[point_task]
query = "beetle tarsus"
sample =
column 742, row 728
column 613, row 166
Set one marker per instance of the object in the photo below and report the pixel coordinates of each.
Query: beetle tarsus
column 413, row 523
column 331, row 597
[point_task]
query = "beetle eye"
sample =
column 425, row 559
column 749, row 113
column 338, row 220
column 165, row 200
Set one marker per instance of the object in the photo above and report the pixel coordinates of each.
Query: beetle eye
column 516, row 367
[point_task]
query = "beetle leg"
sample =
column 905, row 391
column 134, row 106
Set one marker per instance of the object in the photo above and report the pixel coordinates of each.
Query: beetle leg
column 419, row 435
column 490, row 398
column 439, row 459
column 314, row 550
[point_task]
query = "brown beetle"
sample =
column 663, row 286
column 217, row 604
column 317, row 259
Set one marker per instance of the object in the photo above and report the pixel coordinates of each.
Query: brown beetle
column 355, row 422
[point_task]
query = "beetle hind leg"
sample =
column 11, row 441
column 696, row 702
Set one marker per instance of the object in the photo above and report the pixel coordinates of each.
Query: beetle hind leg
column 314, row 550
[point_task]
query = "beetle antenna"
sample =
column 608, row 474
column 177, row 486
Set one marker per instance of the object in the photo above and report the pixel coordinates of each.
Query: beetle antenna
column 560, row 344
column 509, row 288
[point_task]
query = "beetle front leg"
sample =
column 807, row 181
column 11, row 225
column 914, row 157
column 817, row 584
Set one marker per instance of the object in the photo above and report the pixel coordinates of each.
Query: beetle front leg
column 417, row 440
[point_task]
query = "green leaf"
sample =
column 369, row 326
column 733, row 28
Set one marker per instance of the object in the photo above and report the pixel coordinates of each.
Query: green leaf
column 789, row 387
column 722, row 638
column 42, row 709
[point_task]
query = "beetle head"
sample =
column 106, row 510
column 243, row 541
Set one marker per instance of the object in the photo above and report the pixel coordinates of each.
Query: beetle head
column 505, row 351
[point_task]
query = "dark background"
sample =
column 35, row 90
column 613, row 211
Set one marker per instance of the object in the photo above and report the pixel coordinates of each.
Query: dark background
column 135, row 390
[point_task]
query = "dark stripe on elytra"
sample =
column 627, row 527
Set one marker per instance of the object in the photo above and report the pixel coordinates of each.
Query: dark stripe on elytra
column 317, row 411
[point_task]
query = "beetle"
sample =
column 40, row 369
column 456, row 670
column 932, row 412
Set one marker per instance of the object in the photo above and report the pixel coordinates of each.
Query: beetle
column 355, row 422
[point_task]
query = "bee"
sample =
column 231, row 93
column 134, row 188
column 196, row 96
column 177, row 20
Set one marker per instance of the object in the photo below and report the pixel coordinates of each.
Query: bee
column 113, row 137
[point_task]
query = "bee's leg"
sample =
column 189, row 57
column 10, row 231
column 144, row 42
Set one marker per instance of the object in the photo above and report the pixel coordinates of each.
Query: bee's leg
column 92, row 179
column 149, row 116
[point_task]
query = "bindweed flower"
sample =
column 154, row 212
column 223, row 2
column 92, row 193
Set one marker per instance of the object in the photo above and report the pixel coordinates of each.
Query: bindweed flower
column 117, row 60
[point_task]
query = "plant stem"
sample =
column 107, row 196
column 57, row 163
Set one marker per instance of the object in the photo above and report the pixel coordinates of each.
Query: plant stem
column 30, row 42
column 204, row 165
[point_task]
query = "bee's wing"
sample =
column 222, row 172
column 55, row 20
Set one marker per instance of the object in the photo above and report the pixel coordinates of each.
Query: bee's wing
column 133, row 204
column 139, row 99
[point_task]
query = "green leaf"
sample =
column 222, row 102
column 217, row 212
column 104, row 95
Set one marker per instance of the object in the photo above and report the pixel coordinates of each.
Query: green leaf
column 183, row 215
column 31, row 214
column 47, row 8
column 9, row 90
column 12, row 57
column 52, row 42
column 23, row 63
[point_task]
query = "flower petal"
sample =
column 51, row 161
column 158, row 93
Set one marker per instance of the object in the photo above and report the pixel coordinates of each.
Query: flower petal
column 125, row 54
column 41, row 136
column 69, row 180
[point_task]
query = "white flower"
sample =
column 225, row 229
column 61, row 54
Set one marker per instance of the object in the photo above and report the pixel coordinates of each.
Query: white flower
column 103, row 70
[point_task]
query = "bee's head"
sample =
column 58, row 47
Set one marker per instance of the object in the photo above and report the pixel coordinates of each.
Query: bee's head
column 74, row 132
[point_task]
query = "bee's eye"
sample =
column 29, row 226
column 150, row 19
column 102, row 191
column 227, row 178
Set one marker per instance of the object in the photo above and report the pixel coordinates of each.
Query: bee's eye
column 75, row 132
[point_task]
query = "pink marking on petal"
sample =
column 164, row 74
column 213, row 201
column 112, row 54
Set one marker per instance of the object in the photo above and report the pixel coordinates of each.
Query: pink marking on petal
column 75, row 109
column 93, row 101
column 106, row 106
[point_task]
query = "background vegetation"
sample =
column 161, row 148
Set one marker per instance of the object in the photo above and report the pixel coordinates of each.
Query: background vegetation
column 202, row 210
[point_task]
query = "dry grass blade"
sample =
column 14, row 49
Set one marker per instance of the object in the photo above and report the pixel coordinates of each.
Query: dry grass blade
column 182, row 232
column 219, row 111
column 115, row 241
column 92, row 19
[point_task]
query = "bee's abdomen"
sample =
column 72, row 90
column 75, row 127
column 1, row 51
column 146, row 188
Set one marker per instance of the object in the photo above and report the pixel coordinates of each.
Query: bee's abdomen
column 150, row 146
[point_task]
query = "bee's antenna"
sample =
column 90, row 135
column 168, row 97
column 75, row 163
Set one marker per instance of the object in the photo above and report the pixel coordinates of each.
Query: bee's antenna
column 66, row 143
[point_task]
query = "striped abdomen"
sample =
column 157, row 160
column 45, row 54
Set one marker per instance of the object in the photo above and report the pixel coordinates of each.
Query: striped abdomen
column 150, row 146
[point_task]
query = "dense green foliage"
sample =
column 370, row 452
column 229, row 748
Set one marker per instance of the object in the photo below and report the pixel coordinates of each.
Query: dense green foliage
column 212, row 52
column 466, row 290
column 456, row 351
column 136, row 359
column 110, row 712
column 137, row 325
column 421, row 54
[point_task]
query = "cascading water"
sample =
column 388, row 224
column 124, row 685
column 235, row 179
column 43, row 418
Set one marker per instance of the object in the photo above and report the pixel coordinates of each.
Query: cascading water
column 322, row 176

> _Directions_
Return every one of the entries above word for word, with no changes.

> _Right answer_
[point_task]
query = "beetle tarsus"
sample =
column 742, row 728
column 613, row 166
Set one marker per instance of the object in the photo below and report the pixel coordinates of each.
Query: beetle tarsus
column 413, row 523
column 331, row 597
[point_task]
query = "beetle eye"
sample =
column 425, row 559
column 749, row 113
column 338, row 220
column 165, row 200
Set one marker per instance of the object in the photo above and report the pixel coordinates of each.
Query: beetle eye
column 516, row 367
[point_task]
query = "beetle leg"
sample =
column 905, row 391
column 134, row 106
Set one marker per instance of the object in the photo above and report the pixel coordinates of each.
Query: beetle leg
column 419, row 435
column 490, row 398
column 439, row 459
column 314, row 550
[point_task]
query = "brown beetle"
sample =
column 663, row 286
column 217, row 604
column 317, row 259
Set one marker per instance of the object in the photo above and report the pixel coordinates of each.
Query: brown beetle
column 355, row 422
[point_task]
query = "beetle hind leg"
sample =
column 11, row 441
column 696, row 702
Set one marker per instance of the object in the photo above and report the pixel coordinates of each.
Query: beetle hind leg
column 314, row 550
[point_task]
query = "beetle antenna"
sample =
column 608, row 474
column 177, row 486
Set one marker per instance of the object in the photo above and report the pixel coordinates of each.
Query: beetle antenna
column 560, row 344
column 509, row 288
[point_task]
query = "beetle front leg"
sample =
column 807, row 181
column 11, row 225
column 914, row 157
column 817, row 584
Set one marker per instance of the object in the photo above and report the pixel coordinates of each.
Query: beetle front leg
column 417, row 440
[point_task]
query = "green leaf"
sample =
column 369, row 326
column 733, row 28
Set one marker per instance of the object in the photo above and report the pixel coordinates of each.
Query: green leaf
column 789, row 387
column 722, row 638
column 42, row 709
[point_task]
query = "beetle head"
sample =
column 106, row 510
column 243, row 541
Set one marker per instance of the object in the photo above and report the pixel coordinates of each.
Query: beetle head
column 505, row 351
[point_task]
query = "dark background"
sample =
column 35, row 90
column 613, row 211
Set one marker per instance of the object in the photo above and report the pixel coordinates of each.
Query: dark background
column 135, row 390
[point_task]
query = "dark stripe on elytra"
sample =
column 627, row 527
Set one marker per instance of the object in the photo above and report the pixel coordinates of each.
Query: dark stripe on elytra
column 317, row 411
[point_task]
query = "beetle"
sample =
column 40, row 369
column 456, row 670
column 932, row 412
Set one marker per instance of the object in the photo above and report the pixel coordinates of each.
Query: beetle
column 355, row 422
[point_task]
query = "bee"
sample =
column 231, row 93
column 134, row 188
column 196, row 96
column 177, row 20
Set one marker per instance of the object in the photo below and report the pixel coordinates of each.
Query: bee
column 113, row 137
[point_task]
query = "bee's leg"
sample =
column 189, row 57
column 10, row 231
column 144, row 42
Set one marker per instance of the object in the photo above and report the pixel coordinates of each.
Query: bee's leg
column 92, row 179
column 149, row 116
[point_task]
query = "bindweed flower"
sample =
column 154, row 212
column 223, row 2
column 92, row 193
Set one marker per instance of the object in the photo above and report the pixel coordinates of each.
Query: bindweed flower
column 117, row 60
[point_task]
query = "plant stem"
sample =
column 107, row 196
column 57, row 163
Set one marker per instance of the object in the photo above and report the pixel coordinates of each.
Query: plant stem
column 30, row 42
column 204, row 165
[point_task]
query = "bee's wing"
sample =
column 222, row 172
column 55, row 20
Set one marker per instance of the object in the photo above and report the pixel coordinates of each.
Query: bee's wing
column 133, row 204
column 139, row 99
[point_task]
query = "green leaf"
sample =
column 222, row 102
column 217, row 212
column 104, row 95
Set one marker per instance of the object in the photo above and report the pixel coordinates of each.
Query: green leaf
column 183, row 215
column 31, row 214
column 47, row 8
column 9, row 90
column 12, row 57
column 52, row 42
column 23, row 63
[point_task]
query = "flower petal"
sample =
column 51, row 161
column 158, row 93
Set one marker per instance of the object in the photo above and report the pixel coordinates of each.
Query: flower petal
column 125, row 54
column 41, row 136
column 69, row 180
[point_task]
query = "white flower"
sample =
column 225, row 229
column 61, row 54
Set one marker per instance of the object in the photo above and report the pixel coordinates of each.
Query: white flower
column 103, row 70
[point_task]
query = "bee's head"
sample =
column 58, row 47
Set one marker per instance of the object in the photo above and report the pixel coordinates of each.
Query: bee's head
column 74, row 132
[point_task]
query = "bee's eye"
sample =
column 29, row 226
column 150, row 19
column 102, row 191
column 227, row 178
Set one marker per instance of the object in the photo above and report the pixel coordinates of each.
Query: bee's eye
column 75, row 132
[point_task]
query = "pink marking on petal"
sample =
column 164, row 74
column 213, row 201
column 112, row 54
Set one marker per instance of the object in the photo above and report the pixel coordinates of each.
Query: pink marking on petal
column 75, row 109
column 93, row 101
column 106, row 106
[point_task]
query = "background vegetation"
sample =
column 161, row 148
Set one marker per instance of the object in the photo above and report the pixel coordinates of each.
Query: background vegetation
column 202, row 210
[point_task]
query = "dry grass blade"
sample =
column 14, row 49
Set one marker per instance of the object in the photo above and report the pixel coordinates of each.
Query: dry grass blade
column 182, row 232
column 219, row 111
column 115, row 241
column 92, row 19
[point_task]
query = "bee's abdomen"
sample =
column 72, row 90
column 75, row 127
column 1, row 51
column 146, row 188
Set one marker per instance of the object in the photo above and report the pixel coordinates of each.
Query: bee's abdomen
column 150, row 146
[point_task]
query = "bee's antenna"
sample =
column 90, row 135
column 168, row 97
column 75, row 163
Set one marker per instance of the object in the photo above and report the pixel coordinates of each.
Query: bee's antenna
column 66, row 143
[point_task]
query = "striped abdomen"
sample =
column 157, row 160
column 45, row 54
Set one marker per instance of the object in the photo above and report the pixel coordinates of each.
Query: striped abdomen
column 150, row 146
[point_task]
query = "dense green foliage"
sample =
column 370, row 452
column 229, row 748
Set one marker per instance of the object in the photo below and report the pixel coordinates of each.
Query: dense green foliage
column 212, row 52
column 466, row 290
column 456, row 351
column 136, row 359
column 110, row 712
column 137, row 325
column 421, row 54
[point_task]
query = "cascading water"
sample =
column 388, row 224
column 124, row 685
column 235, row 179
column 43, row 418
Set one marker per instance of the object in the photo above and report the pixel coordinates of each.
Query: cascading water
column 322, row 176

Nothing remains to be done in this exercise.